_GIVEN REQUEST_.
Return the records below word for word, starting at the line that contains "like [18, 14]." and ending at the last line of the records.

_EXTRACTED DATA_.
◇ ◇ ◇ ◇

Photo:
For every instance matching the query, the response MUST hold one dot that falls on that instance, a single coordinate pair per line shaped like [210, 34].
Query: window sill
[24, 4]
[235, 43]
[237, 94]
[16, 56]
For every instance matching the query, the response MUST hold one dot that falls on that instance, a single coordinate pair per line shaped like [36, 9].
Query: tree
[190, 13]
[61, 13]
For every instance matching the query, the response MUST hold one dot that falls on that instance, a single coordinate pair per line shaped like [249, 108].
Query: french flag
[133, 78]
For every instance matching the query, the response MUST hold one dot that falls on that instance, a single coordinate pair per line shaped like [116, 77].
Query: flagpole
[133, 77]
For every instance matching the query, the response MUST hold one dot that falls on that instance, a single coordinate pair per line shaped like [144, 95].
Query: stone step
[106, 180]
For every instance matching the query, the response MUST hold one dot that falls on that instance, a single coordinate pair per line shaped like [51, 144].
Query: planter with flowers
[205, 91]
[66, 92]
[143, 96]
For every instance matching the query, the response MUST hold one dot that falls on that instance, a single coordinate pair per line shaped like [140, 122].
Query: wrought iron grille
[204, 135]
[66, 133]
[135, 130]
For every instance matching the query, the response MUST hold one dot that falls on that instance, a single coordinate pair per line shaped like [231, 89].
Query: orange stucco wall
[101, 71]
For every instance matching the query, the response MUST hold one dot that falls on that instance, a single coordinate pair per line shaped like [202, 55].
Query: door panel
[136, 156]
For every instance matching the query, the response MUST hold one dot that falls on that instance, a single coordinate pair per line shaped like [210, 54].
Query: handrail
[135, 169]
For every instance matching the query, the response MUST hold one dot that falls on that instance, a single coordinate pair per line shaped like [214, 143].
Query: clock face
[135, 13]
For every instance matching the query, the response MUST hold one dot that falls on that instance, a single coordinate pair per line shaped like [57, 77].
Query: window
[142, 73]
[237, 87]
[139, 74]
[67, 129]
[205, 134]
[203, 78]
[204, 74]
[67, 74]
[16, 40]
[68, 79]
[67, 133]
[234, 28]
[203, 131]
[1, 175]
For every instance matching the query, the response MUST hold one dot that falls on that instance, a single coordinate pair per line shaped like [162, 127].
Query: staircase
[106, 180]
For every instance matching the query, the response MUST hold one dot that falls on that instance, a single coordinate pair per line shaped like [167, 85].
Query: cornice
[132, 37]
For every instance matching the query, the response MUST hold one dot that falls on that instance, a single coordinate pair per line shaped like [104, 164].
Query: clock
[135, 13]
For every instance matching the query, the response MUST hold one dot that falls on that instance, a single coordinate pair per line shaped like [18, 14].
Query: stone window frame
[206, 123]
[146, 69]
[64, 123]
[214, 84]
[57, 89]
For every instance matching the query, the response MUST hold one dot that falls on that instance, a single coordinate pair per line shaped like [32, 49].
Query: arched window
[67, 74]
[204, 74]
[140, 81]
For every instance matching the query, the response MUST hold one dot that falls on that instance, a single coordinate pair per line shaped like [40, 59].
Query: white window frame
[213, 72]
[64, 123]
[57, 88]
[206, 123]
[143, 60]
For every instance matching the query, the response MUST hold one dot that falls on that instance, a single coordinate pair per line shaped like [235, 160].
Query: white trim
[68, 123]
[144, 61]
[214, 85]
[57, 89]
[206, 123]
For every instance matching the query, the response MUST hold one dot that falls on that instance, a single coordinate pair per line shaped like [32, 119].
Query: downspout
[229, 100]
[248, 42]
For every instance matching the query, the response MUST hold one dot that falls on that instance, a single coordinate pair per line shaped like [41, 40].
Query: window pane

◇ ◇ ◇ ◇

_REPLY_.
For every instance matching the query, the response MUST hold one dot that falls on that instance, a single coordinate pair per line shaped like [18, 14].
Query: stone window frame
[206, 123]
[146, 69]
[64, 123]
[214, 84]
[57, 89]
For every instance matching the query, the response MUST hold one dot that falls on that instance, a single coordinate pair per line shaped like [32, 49].
Query: arched window
[67, 74]
[204, 74]
[140, 81]
For every instance matching the query, the response MUST hold one dot that falls on that instance, a single coordinate pair per line shaped like [40, 59].
Query: white window frame
[213, 72]
[64, 123]
[57, 88]
[206, 123]
[143, 60]
For every instance matching the query, the response MUST hold one dot that falls on that instance, a single coordinate pair per line shaped like [235, 160].
Query: white trim
[68, 123]
[144, 61]
[214, 85]
[57, 89]
[206, 123]
For every instance matching the query, the response MUST hold one dot that falls on that instance, a single coordinate pair per line shaped like [32, 119].
Query: downspout
[229, 100]
[248, 42]
For every instance matching the query, the response MUST hold one dot that falls on that instance, a single coordinate pair per line shaped like [41, 40].
Query: window pane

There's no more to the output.